>> begin GIVEN TEXT
In order to get to Gay Talese’s study you have to leave his Upper East Side town house and go down the elegantly curling stairs, into another entrance, with another set of keys, and down another flight of steps. The bunker, as he calls it, is a long, narrow room that is bigger than many Manhattan apartments, with a bathroom, shower, kitchen, several couches, two desks, a table and chairs. One does not, however, lose the feeling of being underground. One also has the unmistakable sense of being inside his mind.

There are shelves running up to the ceiling filled with boxes and boxes of files. Each box is elaborately festooned with a collage: photographs from newspapers and magazines, excised words, drawings, cartoons. The files contain notes for all of Talese’s books and articles, clippings, outlines, letters. The collages make the cardboard boxes look whimsical, childlike, flamboyant; there is a joy here that most of us can’t muster for file keeping.

Strewn across one of the desks are Ziploc sandwich baggies filled with photographs and meticulously typewritten labels with names and dates. Spilled across the floor are more photographs of his glamorous wife, Nan, and their friends, throughout the five decades of their marriage. Talese is beginning to classify his photographs for his new book, a history of his marriage, and the mess is part of the vast organizational project that marks the beginning of his research. Few writers research as thoroughly or ardently as Talese, who gives nine or ten years of his life to a book. He has records of every day—where he was, who he saw, and how he felt. The photographs will be correlated with those records and placed into files, organized by year. As one can tell by the collages decorating the file boxes, the record keeping is more than just boxes of notes; it’s the creative act itself.
>> end GIVEN TEXT
>> begin INPUT FOR THIS TASK
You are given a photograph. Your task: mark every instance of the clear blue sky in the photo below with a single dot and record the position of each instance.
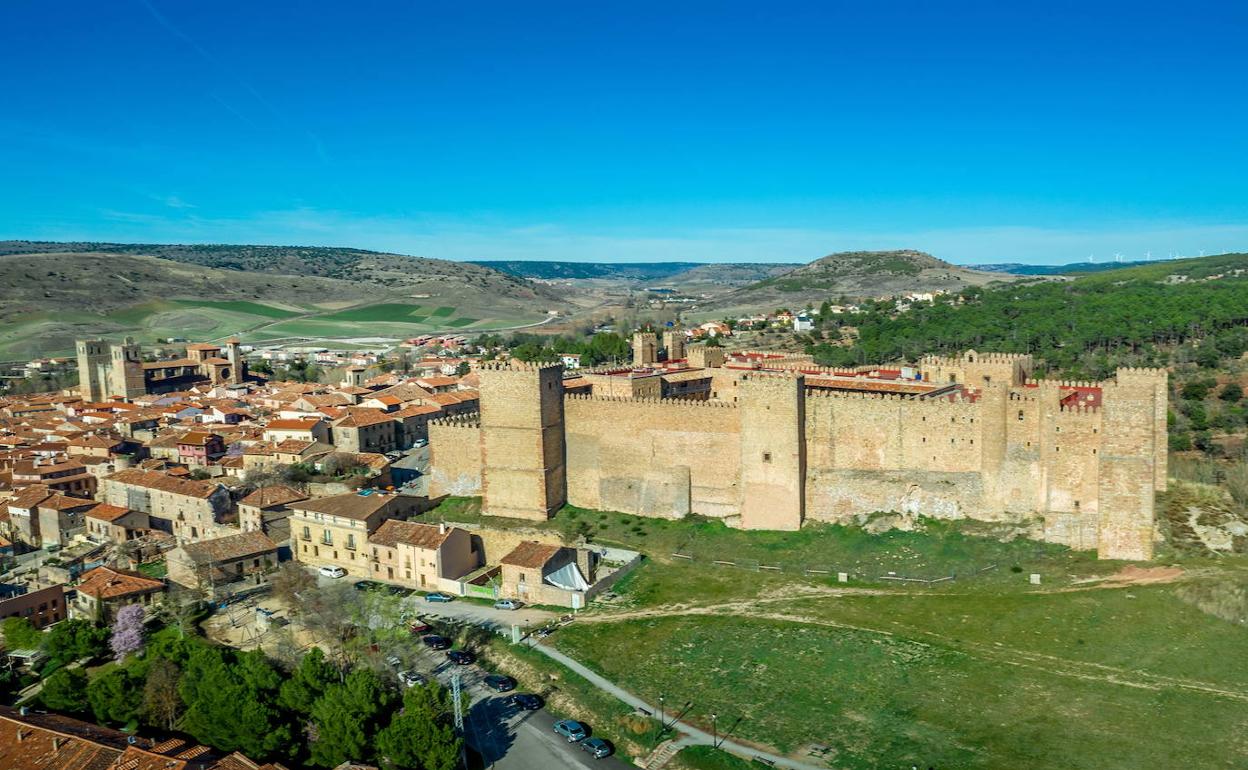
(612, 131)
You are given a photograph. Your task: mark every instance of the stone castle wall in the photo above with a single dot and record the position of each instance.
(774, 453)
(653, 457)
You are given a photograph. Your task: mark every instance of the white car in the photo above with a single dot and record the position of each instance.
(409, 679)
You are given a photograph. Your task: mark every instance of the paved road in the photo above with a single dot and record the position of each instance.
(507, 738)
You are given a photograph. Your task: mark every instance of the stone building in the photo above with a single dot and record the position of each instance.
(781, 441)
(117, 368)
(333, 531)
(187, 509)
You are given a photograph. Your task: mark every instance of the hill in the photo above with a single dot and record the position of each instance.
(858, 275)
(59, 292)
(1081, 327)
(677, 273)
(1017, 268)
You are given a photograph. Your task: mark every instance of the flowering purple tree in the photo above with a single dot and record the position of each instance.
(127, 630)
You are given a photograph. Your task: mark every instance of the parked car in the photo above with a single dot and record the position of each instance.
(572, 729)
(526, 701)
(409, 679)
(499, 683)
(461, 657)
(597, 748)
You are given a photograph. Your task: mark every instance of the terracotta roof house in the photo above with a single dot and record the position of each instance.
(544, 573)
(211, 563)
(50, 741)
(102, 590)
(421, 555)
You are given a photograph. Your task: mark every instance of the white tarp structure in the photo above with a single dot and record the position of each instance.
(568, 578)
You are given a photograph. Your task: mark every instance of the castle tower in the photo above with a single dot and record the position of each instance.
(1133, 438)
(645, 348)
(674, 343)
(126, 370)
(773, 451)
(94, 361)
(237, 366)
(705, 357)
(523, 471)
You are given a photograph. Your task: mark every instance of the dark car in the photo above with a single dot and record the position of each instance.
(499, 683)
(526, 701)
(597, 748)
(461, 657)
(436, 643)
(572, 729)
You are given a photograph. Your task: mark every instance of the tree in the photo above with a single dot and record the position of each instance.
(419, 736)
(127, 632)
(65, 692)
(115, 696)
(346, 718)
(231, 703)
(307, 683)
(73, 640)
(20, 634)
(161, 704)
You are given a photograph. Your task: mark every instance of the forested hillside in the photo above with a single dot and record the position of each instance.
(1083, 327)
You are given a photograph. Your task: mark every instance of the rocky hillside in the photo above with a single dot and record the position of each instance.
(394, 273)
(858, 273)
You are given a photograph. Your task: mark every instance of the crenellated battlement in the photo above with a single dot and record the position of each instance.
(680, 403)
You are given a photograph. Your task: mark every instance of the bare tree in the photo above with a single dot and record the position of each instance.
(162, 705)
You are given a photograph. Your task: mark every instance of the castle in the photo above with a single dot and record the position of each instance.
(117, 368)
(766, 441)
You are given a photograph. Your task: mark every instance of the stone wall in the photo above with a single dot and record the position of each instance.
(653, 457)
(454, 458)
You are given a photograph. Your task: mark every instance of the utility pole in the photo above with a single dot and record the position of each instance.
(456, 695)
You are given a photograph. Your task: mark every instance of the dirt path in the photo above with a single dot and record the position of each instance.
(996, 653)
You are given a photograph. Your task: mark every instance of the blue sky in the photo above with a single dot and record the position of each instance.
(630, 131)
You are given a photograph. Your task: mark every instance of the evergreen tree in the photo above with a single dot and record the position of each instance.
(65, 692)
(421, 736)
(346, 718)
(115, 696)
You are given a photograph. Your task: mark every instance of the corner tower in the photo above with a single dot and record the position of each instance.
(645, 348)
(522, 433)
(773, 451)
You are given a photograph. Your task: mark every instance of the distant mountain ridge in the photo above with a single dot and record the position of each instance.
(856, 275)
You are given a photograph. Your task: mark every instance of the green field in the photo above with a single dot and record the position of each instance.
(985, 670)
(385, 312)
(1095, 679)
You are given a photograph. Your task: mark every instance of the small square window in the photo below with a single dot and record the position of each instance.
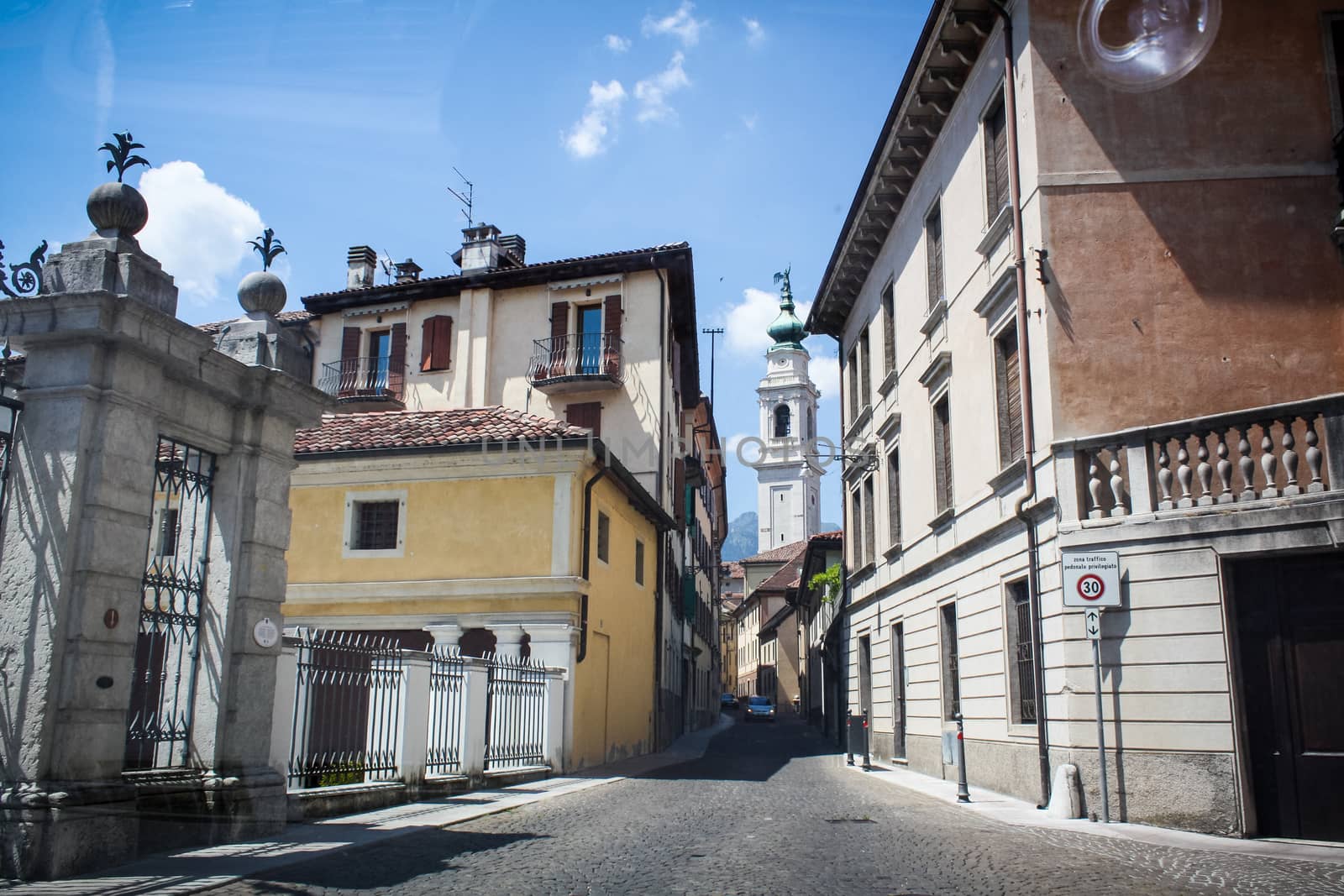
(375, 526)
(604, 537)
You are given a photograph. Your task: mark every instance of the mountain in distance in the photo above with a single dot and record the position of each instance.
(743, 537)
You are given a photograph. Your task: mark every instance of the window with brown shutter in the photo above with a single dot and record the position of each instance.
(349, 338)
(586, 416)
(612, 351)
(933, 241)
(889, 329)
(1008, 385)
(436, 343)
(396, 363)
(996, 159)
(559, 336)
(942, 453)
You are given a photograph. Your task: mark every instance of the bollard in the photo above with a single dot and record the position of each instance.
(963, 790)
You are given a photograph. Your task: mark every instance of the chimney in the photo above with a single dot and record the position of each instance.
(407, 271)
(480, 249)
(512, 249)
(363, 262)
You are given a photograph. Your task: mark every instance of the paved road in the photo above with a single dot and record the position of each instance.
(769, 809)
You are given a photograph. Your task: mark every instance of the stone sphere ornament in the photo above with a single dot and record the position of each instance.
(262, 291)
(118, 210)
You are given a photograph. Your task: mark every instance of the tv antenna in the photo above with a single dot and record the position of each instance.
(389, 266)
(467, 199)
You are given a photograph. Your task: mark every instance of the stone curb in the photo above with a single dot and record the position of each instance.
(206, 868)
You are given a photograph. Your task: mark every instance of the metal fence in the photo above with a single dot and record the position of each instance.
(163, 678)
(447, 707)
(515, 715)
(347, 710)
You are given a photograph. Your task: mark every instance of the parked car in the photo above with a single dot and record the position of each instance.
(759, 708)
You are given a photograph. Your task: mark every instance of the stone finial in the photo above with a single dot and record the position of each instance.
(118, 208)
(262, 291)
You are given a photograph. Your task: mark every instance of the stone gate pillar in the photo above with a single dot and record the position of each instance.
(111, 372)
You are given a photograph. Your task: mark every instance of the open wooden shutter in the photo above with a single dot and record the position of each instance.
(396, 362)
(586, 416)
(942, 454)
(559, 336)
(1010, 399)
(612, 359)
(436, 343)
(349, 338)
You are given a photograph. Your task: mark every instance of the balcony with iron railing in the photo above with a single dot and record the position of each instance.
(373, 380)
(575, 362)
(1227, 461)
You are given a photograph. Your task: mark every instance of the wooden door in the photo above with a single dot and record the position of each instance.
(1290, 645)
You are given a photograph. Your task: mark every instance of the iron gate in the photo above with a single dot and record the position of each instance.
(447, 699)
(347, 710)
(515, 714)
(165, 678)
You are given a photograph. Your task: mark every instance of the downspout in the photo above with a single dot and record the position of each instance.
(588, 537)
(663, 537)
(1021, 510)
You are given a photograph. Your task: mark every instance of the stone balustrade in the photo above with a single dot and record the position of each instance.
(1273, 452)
>> end INPUT FOR THIS TASK
● **WORK INSTRUCTIONS**:
1. According to the passage on Gay Talese's study, how many years of his life does Talese give to a book?
2. Recast the rows as a JSON list of strings, one string per line with blank lines omitted, starting at the line containing "of the forested" and ending at the line containing "(1095, 679)".

● **RESPONSES IN ORDER**:
1. Nine or ten years.

2.
[
  "You are given a photograph. Your task: mark every instance of the forested hillside in the photo above with a single dot and record the position of each instance.",
  "(1083, 327)",
  "You are given a photograph. Your task: mark every instance of the rocky hillside in the photo above with a single dot and record the position of each instance.",
  "(394, 273)",
  "(858, 273)",
  "You are given a photograph. Your task: mark every instance of the crenellated battlement in the photo above with a single dot and record the position of each instance.",
  "(680, 403)",
  "You are given a photograph. Your task: mark every instance of the bare tree in the photo above with a single dot and record the position of each instance.",
  "(162, 705)",
  "You are given a photograph. Your task: mark every instance of the castle in the photo above with a single dot and record the position of each instance.",
  "(117, 368)",
  "(766, 441)",
  "You are given a photograph. Your task: mark every instance of the stone wall in the photo above with a single dot and record the position of each instance.",
  "(653, 457)",
  "(454, 458)",
  "You are given a photograph. Your task: mark every instance of the utility pole in the photo above with a single dot and record the position of each instance.",
  "(456, 695)",
  "You are given a photograph. Your task: mark every instance of the dirt path in the photo above with a single dot and record the position of each instance.",
  "(996, 653)",
  "You are given a photograph. Your task: mark every instance of the blue sky in the photo above with a single dot and record the position of each instance.",
  "(630, 131)",
  "You are given a photograph. Your task: mark every instance of the evergreen tree in the photo above with a single dot and record the position of each instance.",
  "(65, 692)",
  "(421, 736)",
  "(346, 718)",
  "(115, 696)",
  "You are given a photograph. Your task: mark every instance of the corner tower in the photo above with a single dot and record the position of each instance.",
  "(645, 348)",
  "(522, 433)",
  "(773, 451)",
  "You are given a photograph. Your task: mark every instance of the distant mountain ridge in the photo above with a single dot and record the position of each instance.",
  "(856, 275)",
  "You are given a photograph. Your task: mark every instance of the green field in the photo above with a single dot and record the position of each instance.",
  "(985, 670)",
  "(385, 312)",
  "(1095, 679)"
]